> _RECORD EXCERPTS_:

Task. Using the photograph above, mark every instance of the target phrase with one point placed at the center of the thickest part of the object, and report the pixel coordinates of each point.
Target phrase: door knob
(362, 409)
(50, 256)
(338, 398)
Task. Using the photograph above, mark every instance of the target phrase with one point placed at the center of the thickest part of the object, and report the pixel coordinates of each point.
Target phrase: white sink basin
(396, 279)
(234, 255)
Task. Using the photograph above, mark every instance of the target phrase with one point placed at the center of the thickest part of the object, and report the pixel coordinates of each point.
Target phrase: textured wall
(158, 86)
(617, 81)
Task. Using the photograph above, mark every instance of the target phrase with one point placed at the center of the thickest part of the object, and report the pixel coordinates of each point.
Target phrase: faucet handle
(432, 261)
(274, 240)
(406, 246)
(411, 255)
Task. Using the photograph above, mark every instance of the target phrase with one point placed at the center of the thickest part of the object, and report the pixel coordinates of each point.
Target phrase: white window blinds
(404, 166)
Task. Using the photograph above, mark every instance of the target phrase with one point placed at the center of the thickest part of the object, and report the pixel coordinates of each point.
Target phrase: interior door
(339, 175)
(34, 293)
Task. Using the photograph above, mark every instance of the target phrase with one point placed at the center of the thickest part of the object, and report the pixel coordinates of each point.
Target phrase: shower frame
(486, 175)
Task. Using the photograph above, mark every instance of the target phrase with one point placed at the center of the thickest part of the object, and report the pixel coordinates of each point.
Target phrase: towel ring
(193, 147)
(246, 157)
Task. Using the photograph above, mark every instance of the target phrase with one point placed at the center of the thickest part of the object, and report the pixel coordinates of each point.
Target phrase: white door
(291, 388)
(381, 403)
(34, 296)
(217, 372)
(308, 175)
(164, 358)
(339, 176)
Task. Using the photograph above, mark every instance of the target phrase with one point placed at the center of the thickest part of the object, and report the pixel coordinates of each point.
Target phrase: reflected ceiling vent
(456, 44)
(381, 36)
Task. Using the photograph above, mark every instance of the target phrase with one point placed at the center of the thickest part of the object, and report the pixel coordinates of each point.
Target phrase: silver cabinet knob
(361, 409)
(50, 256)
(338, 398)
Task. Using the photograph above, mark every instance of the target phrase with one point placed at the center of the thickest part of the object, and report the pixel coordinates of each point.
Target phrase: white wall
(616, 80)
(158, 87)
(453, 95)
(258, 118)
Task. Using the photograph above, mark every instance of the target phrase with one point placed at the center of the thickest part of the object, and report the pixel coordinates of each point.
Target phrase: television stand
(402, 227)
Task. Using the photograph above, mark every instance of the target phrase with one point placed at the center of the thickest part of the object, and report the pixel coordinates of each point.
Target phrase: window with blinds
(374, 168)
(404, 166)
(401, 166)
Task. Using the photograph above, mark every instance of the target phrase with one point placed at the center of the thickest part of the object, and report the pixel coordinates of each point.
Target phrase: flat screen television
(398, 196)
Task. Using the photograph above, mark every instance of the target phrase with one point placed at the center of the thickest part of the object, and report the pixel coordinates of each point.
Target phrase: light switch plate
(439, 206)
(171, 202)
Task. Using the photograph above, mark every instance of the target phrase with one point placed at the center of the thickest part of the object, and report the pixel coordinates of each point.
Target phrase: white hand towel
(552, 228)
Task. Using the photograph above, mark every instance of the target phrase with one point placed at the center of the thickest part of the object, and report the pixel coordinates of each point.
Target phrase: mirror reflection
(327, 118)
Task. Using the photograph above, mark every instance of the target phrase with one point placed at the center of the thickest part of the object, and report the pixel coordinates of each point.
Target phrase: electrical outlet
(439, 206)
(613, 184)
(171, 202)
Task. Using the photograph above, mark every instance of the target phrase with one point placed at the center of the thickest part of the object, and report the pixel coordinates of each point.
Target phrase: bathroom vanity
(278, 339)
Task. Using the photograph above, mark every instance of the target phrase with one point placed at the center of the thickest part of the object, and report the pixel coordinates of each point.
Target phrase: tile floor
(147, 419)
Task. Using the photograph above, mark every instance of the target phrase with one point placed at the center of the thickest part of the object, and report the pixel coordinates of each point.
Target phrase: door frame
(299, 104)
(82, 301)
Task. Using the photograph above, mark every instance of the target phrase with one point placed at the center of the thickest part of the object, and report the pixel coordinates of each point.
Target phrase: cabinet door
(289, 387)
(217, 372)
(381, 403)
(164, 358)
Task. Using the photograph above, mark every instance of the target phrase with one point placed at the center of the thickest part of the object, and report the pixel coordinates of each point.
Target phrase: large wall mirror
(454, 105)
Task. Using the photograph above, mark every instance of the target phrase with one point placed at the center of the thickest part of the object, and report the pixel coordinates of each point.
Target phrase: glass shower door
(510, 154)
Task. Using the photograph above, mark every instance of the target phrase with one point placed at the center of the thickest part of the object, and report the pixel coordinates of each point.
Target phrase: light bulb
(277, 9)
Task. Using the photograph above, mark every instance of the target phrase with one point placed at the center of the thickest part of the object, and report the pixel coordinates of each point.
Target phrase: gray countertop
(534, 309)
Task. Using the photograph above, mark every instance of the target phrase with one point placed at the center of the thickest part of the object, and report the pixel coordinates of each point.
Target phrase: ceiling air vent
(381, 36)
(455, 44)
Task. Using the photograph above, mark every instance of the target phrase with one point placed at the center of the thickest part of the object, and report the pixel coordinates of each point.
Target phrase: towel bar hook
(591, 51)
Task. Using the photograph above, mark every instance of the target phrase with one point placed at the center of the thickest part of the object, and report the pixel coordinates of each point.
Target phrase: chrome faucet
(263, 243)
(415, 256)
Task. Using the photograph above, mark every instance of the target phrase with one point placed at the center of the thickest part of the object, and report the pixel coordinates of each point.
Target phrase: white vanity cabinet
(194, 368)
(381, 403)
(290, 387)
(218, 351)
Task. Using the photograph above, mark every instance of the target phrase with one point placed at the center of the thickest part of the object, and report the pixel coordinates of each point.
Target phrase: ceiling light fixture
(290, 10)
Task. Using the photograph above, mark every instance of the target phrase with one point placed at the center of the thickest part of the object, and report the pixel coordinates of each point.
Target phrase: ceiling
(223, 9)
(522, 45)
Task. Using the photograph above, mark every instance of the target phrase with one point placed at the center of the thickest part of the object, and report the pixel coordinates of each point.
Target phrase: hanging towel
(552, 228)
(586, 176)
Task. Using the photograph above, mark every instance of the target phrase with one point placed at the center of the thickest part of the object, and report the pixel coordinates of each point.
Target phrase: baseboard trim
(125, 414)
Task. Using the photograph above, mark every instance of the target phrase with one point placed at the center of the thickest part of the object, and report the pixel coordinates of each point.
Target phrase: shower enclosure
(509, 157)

> _YOUR INSTRUCTIONS_: Retype each of the preceding records exactly as printed.

> _WRITTEN REPLY_:
Task. Using the photograph above, mark every instance of the target phrase with one point placed at the center of the thickest part of the object, and report the pixel coordinates of each point.
Target phrase: door knob
(362, 409)
(50, 256)
(338, 398)
Task. Using the photograph above, mark every instance of the target phrase with one point placed at the center of the thickest part of the object, and report the pixel coordinates of each point.
Target phrase: white sink basin
(396, 279)
(234, 255)
Task. Using the photograph above, mark every instance of the target phrase with one point placed at the center of the thickest part of the object, and report the pixel coordinates of each point.
Target phrase: textured wall
(158, 86)
(617, 81)
Task. Using the photograph above, mark every instance of the target phrase with one point placed at the center of the thickest part of the object, and report the pixel coordinates of each point.
Target phrase: faucet handle
(432, 261)
(274, 240)
(406, 246)
(411, 255)
Task. Using the photograph above, mark every instance of the target phrase with one point placed at the center of the thickest part of the object, and report the pixel coordinates of each point.
Target phrase: white window blinds
(404, 166)
Task. Using the photograph above, mark every instance of the target phrase with one point placed at the center of the thickest part of the object, and report the pixel coordinates of each point.
Target phrase: interior door
(339, 175)
(34, 293)
Task. Using the photograph above, mark every instance of the target phrase with one point placed at the center of the thickest part of the object, and report the pixel coordinates of each point.
Target phrase: shower frame
(486, 175)
Task. Using the photograph above, mark every instance of the target phrase with one point placed at the center of the thickest part of the object, and report the pixel coordinates of each point.
Target phrase: towel ring
(193, 147)
(246, 157)
Task. Using the photograph above, mark every instance of the target phrase with one point placed at the center of the thickest part of the object, and report the pixel coordinates of each point.
Target phrase: white door
(291, 388)
(381, 403)
(34, 296)
(217, 372)
(308, 175)
(164, 358)
(339, 176)
Task. Using the photograph above, mark every instance of the target phrase with one point placed at the center of the thickest part of the object, and report the pixel coordinates of each point.
Target phrase: reflected ceiling vent
(456, 44)
(381, 36)
Task. Using the photograph above, mark every instance of the target phrase with one point placed at the center of the thickest part of the object, and report the pixel coordinates of each point.
Target phrase: silver cabinet knob
(361, 409)
(50, 256)
(338, 398)
Task. Using the photograph above, mark every instance of the target phrase with one point placed at the center of the thickest part of the object, and report the pixel coordinates of each point.
Target phrase: white wall
(616, 80)
(158, 87)
(453, 95)
(258, 118)
Task. Using the photograph above, mark every instance of the target phrase with one point placed at the center of the thickest part of the object, and report the pixel coordinates of each point.
Target phrase: television stand
(402, 227)
Task. Using the photograph above, mark every instance of the target phrase with one point placed at the center of the thickest part of the object, and report the pixel coordinates of each point.
Target phrase: window with blinds
(374, 168)
(404, 166)
(401, 166)
Task. Using the photograph above, mark every instance of the target phrase with one point placed at the center of the thickest part of the object, and report the pixel coordinates of each point.
Target phrase: flat screen television
(398, 196)
Task. Using the photograph above, mark every instance of the target phrase with one point placed at the center of the thickest part of the object, and report the pixel coordinates of each point.
Target phrase: light switch plate
(439, 206)
(171, 202)
Task. Using the photograph above, mark every instance of the target phrase with one point placed at the center of the thickest part of the object, and report the pixel coordinates of each point.
Target phrase: white hand towel
(552, 228)
Task. Using the photograph above, mark every instance of the target phrase with one point placed at the center of the thickest part of the object, and report the pixel coordinates of each point.
Target phrase: mirror reflection
(327, 118)
Task. Using the photograph above, mark every instance of the target phrase with one point placed at the center of the thickest part of the object, and report the pixel coordinates of each point.
Target phrase: electrical outlet
(439, 206)
(613, 184)
(171, 202)
Task. Using the photograph above, mark every instance of the target phrase with one point placed at the center of the thickest part of the object, and report the pixel coordinates of each point.
Target phrase: bathroom vanity
(278, 339)
Task. Using the photograph above, mark every instance of the target phrase with one point placed at the center of the thickest part of the object, and report the pixel coordinates of each point.
Target phrase: tile floor
(147, 419)
Task. Using the photograph above, mark every instance of the target phrase with one point placed at the center of the thickest part of the object, and report the pixel coordinates of each point.
Target phrase: door frame
(299, 104)
(82, 301)
Task. Using the photograph above, mark every instance of the target phrase with one point placed at the center of the thickest part of the object, and report the pixel coordinates of each point.
Target phrase: cabinet door
(289, 387)
(217, 372)
(381, 403)
(164, 358)
Task. Using the photograph above, mark every instance of the target phrase with one point placed at the center of the thickest part of the object, and report the pixel coordinates of each point.
Target phrase: large wall mirror
(454, 105)
Task. Using the photograph above, mark every instance of the target phrase with one point placed at the center of the thickest part of the object, and report the pixel coordinates of each point.
Target phrase: glass shower door
(510, 154)
Task. Using the photograph above, mark every instance of the target phrase with one point placed at the center of the thickest part of the object, and report the pixel coordinates of each point.
Target phrase: light bulb
(277, 9)
Task. Using the photograph above, mark every instance of the target phrase with one point placed at the center of the thickest part of the object, and report the pixel coordinates of each point.
Target phrase: gray countertop
(534, 309)
Task. Using the photograph above, mark every instance of the target phrase with one point placed at the center of the thickest part of the object, and report the pixel coordinates of each point.
Target phrase: ceiling air vent
(381, 36)
(455, 44)
Task. Using the photograph above, mark every instance of the target phrase with one point placed at the center of the thickest part of the object, and report the pixel coordinates of each point.
Target phrase: towel bar hook
(591, 51)
Task. Using the photograph above, mark every instance of the target phrase with one point placed at the center of the thickest part of the object, and report the pixel coordinates of each point.
Target phrase: chrome faucet
(263, 243)
(415, 256)
Task. Using the photograph above, mark every instance of the target phrase with one point placed at the center of the thickest part of the object, and report the pixel coordinates of each point.
Target phrase: white vanity cabinet
(194, 368)
(381, 403)
(290, 387)
(218, 351)
Task. Using the photograph above, mark every instance of the target phrase with one point placed at the center of the thickest part of the object, and report the pixel coordinates of each point.
Target phrase: ceiling light fixture
(290, 10)
Task. Using the photograph above, mark every instance of the target phrase with one point placed at the center of the thickest part of the object, and report the pixel coordinates of each point.
Target phrase: ceiling
(223, 9)
(522, 45)
Task. Using the photograph above, mark every instance of the target phrase with one point placed at the center of the thickest part of the object, and report the pixel coordinates of each point.
Target phrase: hanging towel
(552, 228)
(586, 176)
Task. Using the photograph above, mark every instance of the target phrase with one point placed at the center of the thickest part of the object, and report the pixel coordinates of each point.
Target phrase: baseboard trim
(125, 414)
Task. Using the photograph above, mark every instance of the target phrase with one point placed at the center of the thickest part of the object, and report the pixel coordinates of each point.
Target phrase: shower enclosure
(509, 157)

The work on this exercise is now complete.